Objective - Identify the line that contains "Check that every instance of the soldier in" in the material. Output it and every line after it, unchanged, through the end.

Records of labeled points -
#####
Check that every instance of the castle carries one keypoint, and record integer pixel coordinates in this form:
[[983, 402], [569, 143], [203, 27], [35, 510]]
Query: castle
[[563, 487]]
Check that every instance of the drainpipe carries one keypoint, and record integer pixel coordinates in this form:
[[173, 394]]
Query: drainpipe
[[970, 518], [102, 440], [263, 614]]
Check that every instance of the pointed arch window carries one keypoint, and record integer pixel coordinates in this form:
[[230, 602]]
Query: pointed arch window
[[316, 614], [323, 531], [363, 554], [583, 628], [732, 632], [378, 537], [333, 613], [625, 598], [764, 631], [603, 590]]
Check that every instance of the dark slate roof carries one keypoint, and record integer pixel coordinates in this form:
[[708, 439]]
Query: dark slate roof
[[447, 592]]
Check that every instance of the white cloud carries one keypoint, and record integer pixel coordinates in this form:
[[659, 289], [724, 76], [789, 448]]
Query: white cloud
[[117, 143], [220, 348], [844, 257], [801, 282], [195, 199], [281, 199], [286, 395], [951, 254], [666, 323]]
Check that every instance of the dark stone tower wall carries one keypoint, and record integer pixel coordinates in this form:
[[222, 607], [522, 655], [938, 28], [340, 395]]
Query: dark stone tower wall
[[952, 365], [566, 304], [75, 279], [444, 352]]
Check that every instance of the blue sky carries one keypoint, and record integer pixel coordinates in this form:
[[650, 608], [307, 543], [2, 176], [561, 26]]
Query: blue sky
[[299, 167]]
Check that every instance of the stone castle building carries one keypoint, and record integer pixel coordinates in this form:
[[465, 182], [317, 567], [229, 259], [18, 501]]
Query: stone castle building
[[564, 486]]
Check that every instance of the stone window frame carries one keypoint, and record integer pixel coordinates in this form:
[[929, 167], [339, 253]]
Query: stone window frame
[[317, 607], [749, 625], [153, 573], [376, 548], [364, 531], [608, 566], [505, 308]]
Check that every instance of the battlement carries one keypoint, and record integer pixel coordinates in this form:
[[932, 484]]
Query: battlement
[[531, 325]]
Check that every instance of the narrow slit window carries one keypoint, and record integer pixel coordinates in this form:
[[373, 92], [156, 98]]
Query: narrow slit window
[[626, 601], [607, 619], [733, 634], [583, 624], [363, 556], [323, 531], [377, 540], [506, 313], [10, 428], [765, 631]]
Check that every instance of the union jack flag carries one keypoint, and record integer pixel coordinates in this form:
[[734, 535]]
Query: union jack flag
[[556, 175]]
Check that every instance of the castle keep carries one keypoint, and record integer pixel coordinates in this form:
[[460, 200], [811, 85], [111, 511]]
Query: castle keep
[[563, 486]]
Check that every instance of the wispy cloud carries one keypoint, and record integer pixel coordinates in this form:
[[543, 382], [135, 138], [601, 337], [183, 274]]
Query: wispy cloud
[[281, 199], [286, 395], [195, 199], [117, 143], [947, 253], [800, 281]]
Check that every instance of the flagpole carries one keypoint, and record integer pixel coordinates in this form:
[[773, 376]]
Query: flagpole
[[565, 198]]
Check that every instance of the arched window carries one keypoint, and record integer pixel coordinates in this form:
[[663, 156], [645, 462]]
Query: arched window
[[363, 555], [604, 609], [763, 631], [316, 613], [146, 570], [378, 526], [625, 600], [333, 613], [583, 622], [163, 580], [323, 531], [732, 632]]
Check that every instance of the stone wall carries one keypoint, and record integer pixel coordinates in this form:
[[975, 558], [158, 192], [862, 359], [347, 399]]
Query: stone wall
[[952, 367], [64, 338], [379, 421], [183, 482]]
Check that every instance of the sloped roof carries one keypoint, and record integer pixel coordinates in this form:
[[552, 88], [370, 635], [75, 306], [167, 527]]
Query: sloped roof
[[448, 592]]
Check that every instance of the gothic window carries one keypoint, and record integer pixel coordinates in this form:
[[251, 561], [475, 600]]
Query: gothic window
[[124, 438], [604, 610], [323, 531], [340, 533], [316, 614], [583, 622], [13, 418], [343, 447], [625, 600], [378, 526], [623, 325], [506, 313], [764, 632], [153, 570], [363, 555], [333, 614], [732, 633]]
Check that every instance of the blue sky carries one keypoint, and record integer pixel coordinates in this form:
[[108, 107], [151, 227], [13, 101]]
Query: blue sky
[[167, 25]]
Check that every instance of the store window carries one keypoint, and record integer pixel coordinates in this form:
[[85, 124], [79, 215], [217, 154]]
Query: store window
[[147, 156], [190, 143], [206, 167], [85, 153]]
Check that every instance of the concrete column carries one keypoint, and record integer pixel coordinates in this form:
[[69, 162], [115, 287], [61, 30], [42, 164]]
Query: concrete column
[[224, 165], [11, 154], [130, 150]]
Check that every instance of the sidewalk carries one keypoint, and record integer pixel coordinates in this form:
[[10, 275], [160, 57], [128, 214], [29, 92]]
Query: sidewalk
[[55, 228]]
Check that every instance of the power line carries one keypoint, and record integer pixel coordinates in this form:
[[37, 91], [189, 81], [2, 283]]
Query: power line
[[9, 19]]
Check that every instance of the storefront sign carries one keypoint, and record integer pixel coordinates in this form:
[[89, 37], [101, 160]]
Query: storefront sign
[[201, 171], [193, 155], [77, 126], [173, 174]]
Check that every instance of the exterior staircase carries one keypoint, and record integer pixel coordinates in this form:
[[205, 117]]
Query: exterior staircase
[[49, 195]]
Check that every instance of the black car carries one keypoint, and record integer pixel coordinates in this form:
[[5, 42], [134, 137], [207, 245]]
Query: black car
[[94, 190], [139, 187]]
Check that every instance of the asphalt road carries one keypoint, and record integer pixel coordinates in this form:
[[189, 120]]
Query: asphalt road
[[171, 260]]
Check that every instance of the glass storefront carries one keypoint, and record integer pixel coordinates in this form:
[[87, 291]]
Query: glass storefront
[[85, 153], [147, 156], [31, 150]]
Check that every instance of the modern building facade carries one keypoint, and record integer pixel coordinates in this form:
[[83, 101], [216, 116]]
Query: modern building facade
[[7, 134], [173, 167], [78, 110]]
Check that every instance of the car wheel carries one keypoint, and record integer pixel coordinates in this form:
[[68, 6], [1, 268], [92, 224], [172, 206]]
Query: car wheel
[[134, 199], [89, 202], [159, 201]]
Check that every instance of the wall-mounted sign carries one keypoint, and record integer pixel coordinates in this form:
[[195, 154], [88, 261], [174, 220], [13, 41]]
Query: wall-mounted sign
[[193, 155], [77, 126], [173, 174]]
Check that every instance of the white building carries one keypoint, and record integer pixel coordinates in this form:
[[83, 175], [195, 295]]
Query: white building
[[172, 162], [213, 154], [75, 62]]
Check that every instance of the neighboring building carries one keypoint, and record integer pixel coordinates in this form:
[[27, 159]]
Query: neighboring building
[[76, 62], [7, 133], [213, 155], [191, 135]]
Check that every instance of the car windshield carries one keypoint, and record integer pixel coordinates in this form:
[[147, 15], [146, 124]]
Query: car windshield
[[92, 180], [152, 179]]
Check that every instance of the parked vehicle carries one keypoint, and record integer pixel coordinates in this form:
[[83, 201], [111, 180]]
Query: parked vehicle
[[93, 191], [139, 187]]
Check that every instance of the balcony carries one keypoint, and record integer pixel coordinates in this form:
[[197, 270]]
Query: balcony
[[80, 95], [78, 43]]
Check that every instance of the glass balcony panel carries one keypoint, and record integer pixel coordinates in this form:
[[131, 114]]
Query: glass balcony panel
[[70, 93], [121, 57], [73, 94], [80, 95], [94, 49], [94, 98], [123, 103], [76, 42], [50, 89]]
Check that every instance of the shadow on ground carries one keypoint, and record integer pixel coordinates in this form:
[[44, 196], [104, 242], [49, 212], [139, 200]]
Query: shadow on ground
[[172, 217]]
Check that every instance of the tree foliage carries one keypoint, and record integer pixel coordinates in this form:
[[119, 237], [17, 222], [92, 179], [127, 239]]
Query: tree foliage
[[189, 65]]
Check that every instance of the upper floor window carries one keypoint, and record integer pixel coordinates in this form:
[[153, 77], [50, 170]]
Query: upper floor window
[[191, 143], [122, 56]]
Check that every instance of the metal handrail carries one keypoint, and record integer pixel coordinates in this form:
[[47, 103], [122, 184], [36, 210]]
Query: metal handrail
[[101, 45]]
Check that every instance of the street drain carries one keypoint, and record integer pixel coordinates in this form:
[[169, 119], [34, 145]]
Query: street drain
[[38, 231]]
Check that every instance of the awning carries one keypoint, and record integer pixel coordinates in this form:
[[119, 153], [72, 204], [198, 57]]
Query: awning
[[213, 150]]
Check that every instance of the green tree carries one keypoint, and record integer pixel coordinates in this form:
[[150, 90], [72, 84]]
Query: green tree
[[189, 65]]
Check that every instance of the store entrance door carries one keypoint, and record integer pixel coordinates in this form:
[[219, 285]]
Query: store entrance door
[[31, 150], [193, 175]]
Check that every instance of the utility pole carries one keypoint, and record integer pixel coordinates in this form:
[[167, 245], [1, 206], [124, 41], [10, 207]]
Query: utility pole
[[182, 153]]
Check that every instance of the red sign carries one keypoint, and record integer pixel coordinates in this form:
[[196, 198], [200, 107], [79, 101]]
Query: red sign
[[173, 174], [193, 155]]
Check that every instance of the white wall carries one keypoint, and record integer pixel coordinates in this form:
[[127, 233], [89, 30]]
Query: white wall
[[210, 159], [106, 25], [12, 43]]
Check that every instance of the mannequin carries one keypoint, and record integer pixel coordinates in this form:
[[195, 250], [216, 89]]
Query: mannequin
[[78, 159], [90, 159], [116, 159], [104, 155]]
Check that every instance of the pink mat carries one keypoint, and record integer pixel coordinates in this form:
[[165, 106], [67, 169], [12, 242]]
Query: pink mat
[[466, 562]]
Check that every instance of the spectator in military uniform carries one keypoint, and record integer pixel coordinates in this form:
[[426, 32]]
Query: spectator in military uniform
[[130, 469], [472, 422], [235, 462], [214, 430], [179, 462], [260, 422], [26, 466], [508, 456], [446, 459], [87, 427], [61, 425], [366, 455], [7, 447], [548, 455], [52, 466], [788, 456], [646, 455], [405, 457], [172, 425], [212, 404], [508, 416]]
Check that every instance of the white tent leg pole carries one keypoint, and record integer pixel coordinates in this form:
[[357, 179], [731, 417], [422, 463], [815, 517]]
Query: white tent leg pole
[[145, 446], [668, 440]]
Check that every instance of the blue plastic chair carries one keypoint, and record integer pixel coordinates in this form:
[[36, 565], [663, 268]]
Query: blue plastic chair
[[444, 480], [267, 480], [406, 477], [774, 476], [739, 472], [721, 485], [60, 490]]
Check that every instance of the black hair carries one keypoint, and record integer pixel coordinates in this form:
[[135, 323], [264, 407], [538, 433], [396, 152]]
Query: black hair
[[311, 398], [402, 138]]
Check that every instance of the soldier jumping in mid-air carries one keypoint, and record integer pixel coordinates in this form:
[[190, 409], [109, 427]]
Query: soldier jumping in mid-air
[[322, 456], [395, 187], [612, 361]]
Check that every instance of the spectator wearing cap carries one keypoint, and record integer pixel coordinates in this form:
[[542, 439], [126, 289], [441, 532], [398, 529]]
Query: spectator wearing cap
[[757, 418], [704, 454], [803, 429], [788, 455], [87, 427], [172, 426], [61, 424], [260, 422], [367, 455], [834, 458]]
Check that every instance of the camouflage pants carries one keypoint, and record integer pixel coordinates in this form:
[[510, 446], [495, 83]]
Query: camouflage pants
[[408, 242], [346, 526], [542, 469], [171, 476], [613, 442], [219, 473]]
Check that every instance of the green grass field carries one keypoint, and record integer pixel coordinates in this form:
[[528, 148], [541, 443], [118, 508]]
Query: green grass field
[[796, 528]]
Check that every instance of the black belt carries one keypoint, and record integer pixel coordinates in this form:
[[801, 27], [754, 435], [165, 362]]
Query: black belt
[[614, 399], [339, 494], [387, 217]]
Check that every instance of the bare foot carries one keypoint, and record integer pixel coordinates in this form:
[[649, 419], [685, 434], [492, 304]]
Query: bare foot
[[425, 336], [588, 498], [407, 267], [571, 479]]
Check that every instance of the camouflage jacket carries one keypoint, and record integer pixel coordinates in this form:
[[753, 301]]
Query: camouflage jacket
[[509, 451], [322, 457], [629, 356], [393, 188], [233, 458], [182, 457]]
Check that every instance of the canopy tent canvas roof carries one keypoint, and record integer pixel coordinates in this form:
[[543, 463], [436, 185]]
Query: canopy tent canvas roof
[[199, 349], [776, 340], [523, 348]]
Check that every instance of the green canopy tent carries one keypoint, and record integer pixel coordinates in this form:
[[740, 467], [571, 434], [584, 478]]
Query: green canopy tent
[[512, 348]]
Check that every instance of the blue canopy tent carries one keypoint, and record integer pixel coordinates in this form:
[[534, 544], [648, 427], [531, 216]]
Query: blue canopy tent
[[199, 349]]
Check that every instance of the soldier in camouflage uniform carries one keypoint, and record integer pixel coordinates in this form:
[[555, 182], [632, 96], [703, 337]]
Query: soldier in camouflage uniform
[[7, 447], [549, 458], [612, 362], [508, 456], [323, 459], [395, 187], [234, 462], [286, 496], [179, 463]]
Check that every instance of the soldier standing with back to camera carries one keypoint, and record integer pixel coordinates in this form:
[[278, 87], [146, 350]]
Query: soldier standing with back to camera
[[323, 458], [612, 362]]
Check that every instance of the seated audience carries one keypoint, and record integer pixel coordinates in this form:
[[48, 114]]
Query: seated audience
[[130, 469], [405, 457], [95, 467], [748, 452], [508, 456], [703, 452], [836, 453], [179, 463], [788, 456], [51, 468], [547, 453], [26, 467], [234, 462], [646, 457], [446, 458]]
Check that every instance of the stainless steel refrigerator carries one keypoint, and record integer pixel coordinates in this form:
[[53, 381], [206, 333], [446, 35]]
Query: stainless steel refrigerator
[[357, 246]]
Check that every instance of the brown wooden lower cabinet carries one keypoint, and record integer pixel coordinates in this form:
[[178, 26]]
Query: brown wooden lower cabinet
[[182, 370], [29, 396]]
#####
Solution below -
Check that every instance of the soldier in camouflage uniform carries one keypoint, and record integer pixel coordinates in this form:
[[555, 182], [632, 96], [703, 337]]
Query: soldier in camouflage uniform
[[7, 447], [549, 458], [612, 362], [508, 456], [323, 459], [395, 187], [234, 462], [286, 496], [179, 463]]
Check that every instance of the soldier standing with back to camera carries one keypoint, and record integer pixel coordinates in this form:
[[278, 87], [146, 350]]
Query: soldier standing with back to camera
[[323, 458], [612, 362]]
Check that every instance of the seated audience carries one keypoint, and record integer pixel coordinates in this form:
[[48, 114]]
Query: seated audience
[[130, 469], [405, 457], [95, 467], [748, 452], [508, 456], [703, 452], [836, 453], [179, 463], [788, 456], [51, 468], [547, 453], [26, 467], [234, 462], [646, 457], [446, 458]]
Check that every instance of the stainless steel refrigerator carries one keypoint, and record integer pixel coordinates in this form:
[[53, 381], [206, 333], [446, 35]]
Query: stainless steel refrigerator
[[357, 246]]
Check that every instance of the brown wooden lower cabinet carries one keypoint, and record integer pixel coordinates in this form:
[[178, 26]]
Query: brown wooden lower cabinet
[[182, 370], [29, 396]]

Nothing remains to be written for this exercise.